# WHAT THIS TASK INVOLVES:
Please write out each entry that follows, keeping it exactly the same.

# DATA:
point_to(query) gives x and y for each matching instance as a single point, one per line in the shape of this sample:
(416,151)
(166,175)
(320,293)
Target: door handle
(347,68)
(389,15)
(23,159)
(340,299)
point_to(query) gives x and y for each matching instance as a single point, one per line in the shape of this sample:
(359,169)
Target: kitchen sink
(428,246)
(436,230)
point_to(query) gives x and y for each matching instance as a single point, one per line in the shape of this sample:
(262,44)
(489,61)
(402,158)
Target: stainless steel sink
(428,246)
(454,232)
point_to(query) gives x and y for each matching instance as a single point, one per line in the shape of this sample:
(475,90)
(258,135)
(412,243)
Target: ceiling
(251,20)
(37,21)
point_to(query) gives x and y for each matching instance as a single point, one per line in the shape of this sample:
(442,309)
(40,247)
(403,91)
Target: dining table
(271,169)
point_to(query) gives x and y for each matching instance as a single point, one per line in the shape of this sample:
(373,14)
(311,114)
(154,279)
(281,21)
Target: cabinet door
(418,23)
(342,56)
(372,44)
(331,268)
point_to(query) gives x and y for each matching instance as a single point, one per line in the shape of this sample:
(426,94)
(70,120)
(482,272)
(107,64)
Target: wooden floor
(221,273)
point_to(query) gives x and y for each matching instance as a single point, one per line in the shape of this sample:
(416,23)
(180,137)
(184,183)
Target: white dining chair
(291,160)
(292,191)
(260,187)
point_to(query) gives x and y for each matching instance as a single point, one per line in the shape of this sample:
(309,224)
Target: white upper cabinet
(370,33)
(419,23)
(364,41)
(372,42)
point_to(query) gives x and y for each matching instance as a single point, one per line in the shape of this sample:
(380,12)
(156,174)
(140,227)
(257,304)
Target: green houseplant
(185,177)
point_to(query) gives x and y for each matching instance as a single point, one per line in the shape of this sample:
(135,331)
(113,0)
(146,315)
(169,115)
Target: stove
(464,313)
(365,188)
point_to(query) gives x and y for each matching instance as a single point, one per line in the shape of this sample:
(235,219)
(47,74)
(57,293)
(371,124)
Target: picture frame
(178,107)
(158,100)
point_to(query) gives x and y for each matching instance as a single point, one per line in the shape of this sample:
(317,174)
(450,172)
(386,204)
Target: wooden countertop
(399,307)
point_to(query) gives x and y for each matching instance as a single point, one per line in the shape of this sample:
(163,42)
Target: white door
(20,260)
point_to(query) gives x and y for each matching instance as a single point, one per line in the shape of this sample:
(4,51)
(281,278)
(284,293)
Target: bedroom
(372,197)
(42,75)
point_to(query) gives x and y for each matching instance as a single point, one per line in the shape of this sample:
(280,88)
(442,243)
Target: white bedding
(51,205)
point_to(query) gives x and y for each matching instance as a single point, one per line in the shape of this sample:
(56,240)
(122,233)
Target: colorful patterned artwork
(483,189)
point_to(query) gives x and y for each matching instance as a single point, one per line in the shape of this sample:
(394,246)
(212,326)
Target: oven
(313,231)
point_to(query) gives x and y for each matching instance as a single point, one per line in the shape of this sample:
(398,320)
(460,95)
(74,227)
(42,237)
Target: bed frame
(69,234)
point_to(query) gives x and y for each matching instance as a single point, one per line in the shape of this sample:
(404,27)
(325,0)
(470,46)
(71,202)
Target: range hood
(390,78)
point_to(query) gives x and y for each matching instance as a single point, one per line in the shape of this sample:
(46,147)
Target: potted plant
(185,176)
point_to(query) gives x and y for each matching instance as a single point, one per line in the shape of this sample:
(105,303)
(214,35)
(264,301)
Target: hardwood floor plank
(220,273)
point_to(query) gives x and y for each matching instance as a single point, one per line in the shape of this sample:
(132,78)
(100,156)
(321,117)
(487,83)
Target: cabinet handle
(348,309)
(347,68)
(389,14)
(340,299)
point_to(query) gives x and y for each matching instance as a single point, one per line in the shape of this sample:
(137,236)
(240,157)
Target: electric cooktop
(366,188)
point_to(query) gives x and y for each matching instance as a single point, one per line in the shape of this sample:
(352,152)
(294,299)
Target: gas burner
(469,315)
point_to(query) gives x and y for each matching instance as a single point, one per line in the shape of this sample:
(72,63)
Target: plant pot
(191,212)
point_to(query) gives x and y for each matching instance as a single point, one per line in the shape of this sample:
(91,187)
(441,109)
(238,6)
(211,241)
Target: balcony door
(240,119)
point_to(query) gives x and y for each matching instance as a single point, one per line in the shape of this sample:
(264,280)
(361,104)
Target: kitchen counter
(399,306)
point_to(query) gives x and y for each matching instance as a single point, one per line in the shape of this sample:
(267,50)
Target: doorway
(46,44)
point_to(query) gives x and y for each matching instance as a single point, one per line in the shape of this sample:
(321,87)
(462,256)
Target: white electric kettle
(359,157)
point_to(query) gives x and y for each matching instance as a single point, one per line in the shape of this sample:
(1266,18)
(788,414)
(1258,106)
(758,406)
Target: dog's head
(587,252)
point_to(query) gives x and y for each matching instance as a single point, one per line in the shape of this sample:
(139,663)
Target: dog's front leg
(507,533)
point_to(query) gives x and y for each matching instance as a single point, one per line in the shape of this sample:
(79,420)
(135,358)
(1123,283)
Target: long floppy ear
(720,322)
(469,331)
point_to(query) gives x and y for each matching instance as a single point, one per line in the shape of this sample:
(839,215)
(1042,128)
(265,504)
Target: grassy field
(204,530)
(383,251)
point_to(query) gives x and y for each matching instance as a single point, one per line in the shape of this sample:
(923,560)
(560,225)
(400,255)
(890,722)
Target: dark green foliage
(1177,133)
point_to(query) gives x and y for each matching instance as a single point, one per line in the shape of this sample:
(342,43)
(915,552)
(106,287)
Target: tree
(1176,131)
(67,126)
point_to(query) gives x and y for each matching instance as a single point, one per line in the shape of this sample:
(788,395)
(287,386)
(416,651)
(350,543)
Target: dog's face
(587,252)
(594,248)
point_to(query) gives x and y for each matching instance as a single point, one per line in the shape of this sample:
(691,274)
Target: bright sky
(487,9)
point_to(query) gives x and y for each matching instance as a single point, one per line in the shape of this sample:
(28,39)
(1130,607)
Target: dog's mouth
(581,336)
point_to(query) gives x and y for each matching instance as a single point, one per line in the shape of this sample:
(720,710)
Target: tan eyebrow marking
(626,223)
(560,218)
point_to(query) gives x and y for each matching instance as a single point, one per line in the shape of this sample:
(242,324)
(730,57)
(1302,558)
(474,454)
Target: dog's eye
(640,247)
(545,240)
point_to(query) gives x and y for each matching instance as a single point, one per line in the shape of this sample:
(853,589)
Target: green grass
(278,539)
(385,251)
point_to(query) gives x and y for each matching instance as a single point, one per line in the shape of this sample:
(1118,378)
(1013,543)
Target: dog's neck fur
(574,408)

# RESULT:
point_to(query) gives x and y for each matching instance as a single point, one per line in the shape of this sample:
(416,151)
(166,175)
(320,293)
Target: door handle
(347,68)
(389,15)
(23,159)
(340,299)
point_to(query) gives x and y for each matching instance as a single point, one per line in the shape of this sample:
(359,169)
Target: kitchen sink
(428,246)
(436,230)
point_to(query) gives x and y for each matching instance as a single point, one per line in the shape of this sample:
(262,44)
(489,61)
(402,158)
Target: stainless steel sink
(428,246)
(454,232)
point_to(query) gives x and y for each matching instance as a single point, one per line in the shape of this sample:
(475,90)
(258,135)
(412,243)
Target: ceiling
(251,20)
(37,21)
point_to(query) gives x and y for each matching instance as a single point, one per line in the shape of this sample:
(442,309)
(40,247)
(403,91)
Target: dining table
(271,169)
point_to(query) gives x and y for each matching instance as a single point, one per line in the shape of this sample:
(373,14)
(311,114)
(154,279)
(281,21)
Target: cabinet door
(418,23)
(342,56)
(372,44)
(331,268)
point_to(query) gives x and y for each matching instance as a single point, one per line in the shape of this sample:
(426,94)
(70,120)
(482,272)
(107,64)
Target: wooden floor
(221,273)
point_to(query) gives x and y for each matching instance as a single point, one per line in the shape of this sample:
(416,23)
(180,137)
(184,183)
Target: white dining chair
(291,160)
(292,191)
(260,187)
point_to(query) gives x and y for each matching instance as a single point, one per line in the shape of this sample:
(309,224)
Target: white upper cabinet
(370,33)
(419,23)
(364,41)
(372,42)
point_to(query) gives x and y for each matching instance as a single point, one per line in the shape of this sample:
(380,12)
(156,174)
(140,227)
(257,304)
Target: green houseplant
(185,177)
point_to(query) gives x and y for each matching instance as a single point, one per line in the shape of this sample:
(135,331)
(113,0)
(146,315)
(169,115)
Target: stove
(464,313)
(365,188)
point_to(query) gives x and y for each matching instance as a single point, one per line in the shape of this sample:
(235,219)
(47,74)
(57,293)
(371,124)
Target: picture frame
(178,107)
(158,100)
point_to(query) gives x and y for each matching instance as a single point, one per line in the shape of this sample:
(317,174)
(450,172)
(386,204)
Target: wooden countertop
(399,307)
point_to(query) gives x and y for each matching instance as a single point, one per line in the shape of this sample:
(163,42)
Target: white door
(20,260)
point_to(query) gives x and y for each matching instance as a single point, one per line in the shape of this sample:
(4,51)
(281,278)
(284,293)
Target: bedroom
(372,197)
(42,75)
point_to(query) gives x and y for each matching instance as a single point, one per line in the shape of this sample:
(280,88)
(442,243)
Target: white bedding
(51,205)
point_to(query) gives x and y for each matching instance as a single point, one per line in the shape of this sample:
(56,240)
(122,233)
Target: colorful patterned artwork
(483,189)
point_to(query) gives x and y for each matching instance as a single point, one per line in the shape of this sample:
(394,246)
(212,326)
Target: oven
(313,231)
point_to(query) gives x and y for each matching instance as a single point, one per line in the shape of this sample:
(398,320)
(460,95)
(74,227)
(42,237)
Target: bed frame
(69,234)
point_to(query) gives x and y for each matching instance as a single point, one per line in the shape of this sample:
(404,27)
(325,0)
(470,46)
(71,202)
Target: range hood
(390,78)
point_to(query) gives x and y for each matching instance as a single point, one per line in the shape of this sample:
(46,147)
Target: potted plant
(185,176)
point_to(query) gives x and y for each matching instance as a single point, one per line in the shape of this sample:
(105,303)
(214,35)
(264,301)
Target: hardwood floor plank
(220,273)
point_to(query) gives x and y for each matching instance as a single point, one per line in the shape of this sample:
(132,78)
(100,156)
(321,117)
(487,83)
Target: cabinet handle
(348,309)
(347,68)
(389,14)
(340,299)
point_to(query) gives x and y for each matching instance as a single point, one per line in the shape of this sample:
(137,236)
(240,157)
Target: electric cooktop
(366,188)
point_to(query) gives x and y for each matching instance as a single point, one per line in the shape of this sample:
(352,152)
(294,299)
Target: gas burner
(469,315)
point_to(query) gives x and y for each matching instance as a single point, one per line in the shape of this sample:
(72,63)
Target: plant pot
(191,212)
point_to(query) gives x and y for each matching instance as a single point, one per line in the shape of this sample:
(91,187)
(441,109)
(238,6)
(211,241)
Target: balcony door
(240,119)
point_to(query) gives x and y for each matching instance as a single point, one per line in the shape of this sample:
(264,280)
(361,104)
Target: kitchen counter
(399,306)
point_to(query) gives x and y for each matching instance as a single point, one per line in the shape of this sample:
(267,50)
Target: doorway
(46,44)
point_to(query) gives x and y for each matching instance as a single point, one per line in the shape of this sample:
(321,87)
(462,256)
Target: white electric kettle
(359,157)
point_to(query) gives x and y for each matching instance as a single point, one per line in the shape of this sample:
(1266,18)
(788,414)
(1258,106)
(758,406)
Target: dog's head
(587,252)
point_to(query) gives x and y for each matching instance as a single point, one per line in the shape of this sample:
(139,663)
Target: dog's front leg
(507,533)
point_to(query) gives x and y for each matching instance as a single point, one per line in the shape of this sample:
(79,420)
(135,358)
(1123,283)
Target: long floppy ear
(720,322)
(469,331)
point_to(query) gives x and y for each matching instance as a single point, one per line in the shape of this sample:
(839,215)
(1042,128)
(265,504)
Target: grassy field
(204,530)
(383,251)
point_to(query) gives x and y for each matching instance as a single point, one per line in the shape of this sample:
(923,560)
(560,225)
(400,255)
(890,722)
Target: dark green foliage
(1177,133)
point_to(query) gives x and y for each matching instance as a single point, one per line in the shape of this sample:
(342,43)
(915,552)
(106,287)
Target: tree
(1176,131)
(67,126)
point_to(query) gives x and y for each matching instance as a single point, one per line in the shape of this sample:
(788,395)
(287,386)
(416,651)
(350,543)
Target: dog's face
(587,252)
(594,248)
point_to(query) gives x and y for each matching instance as a single point, one per line in the shape of this sample:
(691,274)
Target: bright sky
(487,9)
point_to(query) gives x and y for each matching instance as a single point, one per line in the shape of this sample:
(28,39)
(1130,607)
Target: dog's mouth
(581,336)
point_to(query) gives x and y for each matching instance as a single point, one per line in the shape of this sample:
(720,710)
Target: tan eyebrow marking
(626,223)
(560,218)
point_to(query) gives x and y for each matching instance as a single point, one per line in the shape of this sample:
(242,324)
(730,57)
(1302,558)
(474,454)
Target: dog's eye
(640,247)
(545,240)
point_to(query) gives x and y for each matching instance as a single point, one per line in the shape of this sample:
(853,589)
Target: green grass
(278,539)
(385,251)
point_to(query) gives x and y for each matching instance as a single point, one per line in the shape of this sample:
(1118,378)
(1013,543)
Target: dog's neck fur
(574,408)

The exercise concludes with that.